[Saved data entries]
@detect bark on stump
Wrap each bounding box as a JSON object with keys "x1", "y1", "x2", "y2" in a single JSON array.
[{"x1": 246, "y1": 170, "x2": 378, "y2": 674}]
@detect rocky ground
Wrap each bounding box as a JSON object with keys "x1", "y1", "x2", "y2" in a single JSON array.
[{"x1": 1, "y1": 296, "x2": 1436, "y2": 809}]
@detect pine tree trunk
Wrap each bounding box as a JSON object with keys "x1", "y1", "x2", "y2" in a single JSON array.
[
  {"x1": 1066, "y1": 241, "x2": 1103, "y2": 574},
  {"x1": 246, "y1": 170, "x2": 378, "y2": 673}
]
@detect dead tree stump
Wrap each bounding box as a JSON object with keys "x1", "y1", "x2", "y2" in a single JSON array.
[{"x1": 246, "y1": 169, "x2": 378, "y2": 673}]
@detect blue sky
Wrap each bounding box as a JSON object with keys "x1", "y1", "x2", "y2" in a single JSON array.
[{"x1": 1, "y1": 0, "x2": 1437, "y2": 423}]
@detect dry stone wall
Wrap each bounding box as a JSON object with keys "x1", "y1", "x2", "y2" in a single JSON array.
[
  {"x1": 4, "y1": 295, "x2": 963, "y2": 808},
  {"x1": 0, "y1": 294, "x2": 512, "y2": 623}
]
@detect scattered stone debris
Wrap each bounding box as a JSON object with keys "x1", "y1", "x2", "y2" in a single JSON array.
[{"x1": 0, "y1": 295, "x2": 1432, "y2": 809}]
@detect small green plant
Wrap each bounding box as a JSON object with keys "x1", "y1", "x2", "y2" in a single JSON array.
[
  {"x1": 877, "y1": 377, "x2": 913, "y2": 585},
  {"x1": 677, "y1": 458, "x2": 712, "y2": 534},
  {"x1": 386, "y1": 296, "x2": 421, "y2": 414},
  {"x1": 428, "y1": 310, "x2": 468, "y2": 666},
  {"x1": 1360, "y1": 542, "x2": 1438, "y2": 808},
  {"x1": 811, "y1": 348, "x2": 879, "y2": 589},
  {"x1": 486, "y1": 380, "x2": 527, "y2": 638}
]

ABOUT THIS EXERCISE: From the first line through the last, give the data above again exactly.

WRITTEN ANSWER:
@detect bark on stump
Wrap each bounding box as a JSON object with keys "x1", "y1", "x2", "y2" in a single JSON array.
[{"x1": 246, "y1": 170, "x2": 378, "y2": 674}]
@detect rocky ground
Wrap each bounding box as a JSON object with keys "x1", "y1", "x2", "y2" in a single JSON array.
[{"x1": 1, "y1": 296, "x2": 1436, "y2": 809}]
@detect pine tree trunk
Wrap each bounding box as a JSON object with keys "x1", "y1", "x2", "y2" in a single JSON array.
[
  {"x1": 1066, "y1": 241, "x2": 1103, "y2": 574},
  {"x1": 246, "y1": 170, "x2": 378, "y2": 673}
]
@detect dead tree stump
Wrap each bounding box as a JSON object with keys "x1", "y1", "x2", "y2" in a single JSON array.
[{"x1": 246, "y1": 169, "x2": 378, "y2": 673}]
@detect blue sky
Wrap each bounding box as a JSON object with keys "x1", "y1", "x2", "y2" in a single JSON array.
[{"x1": 1, "y1": 0, "x2": 1437, "y2": 423}]
@detect dry stone wall
Wrap each bounding box as a JSON object with keys "x1", "y1", "x2", "y2" in a single JSON array.
[
  {"x1": 4, "y1": 295, "x2": 963, "y2": 808},
  {"x1": 0, "y1": 294, "x2": 512, "y2": 623}
]
@detect scattered stone debris
Wrap each bounding box as a JSON object with keys "x1", "y1", "x2", "y2" in a single JSON array.
[{"x1": 0, "y1": 295, "x2": 1432, "y2": 809}]
@detect small green plant
Wrap each bounding box as a JSON object with keys "x1", "y1", "x2", "y2" in a single JSON array.
[
  {"x1": 877, "y1": 377, "x2": 913, "y2": 585},
  {"x1": 677, "y1": 458, "x2": 712, "y2": 534},
  {"x1": 386, "y1": 296, "x2": 421, "y2": 414},
  {"x1": 428, "y1": 310, "x2": 468, "y2": 666},
  {"x1": 1360, "y1": 542, "x2": 1438, "y2": 808},
  {"x1": 811, "y1": 348, "x2": 879, "y2": 589},
  {"x1": 486, "y1": 380, "x2": 527, "y2": 638}
]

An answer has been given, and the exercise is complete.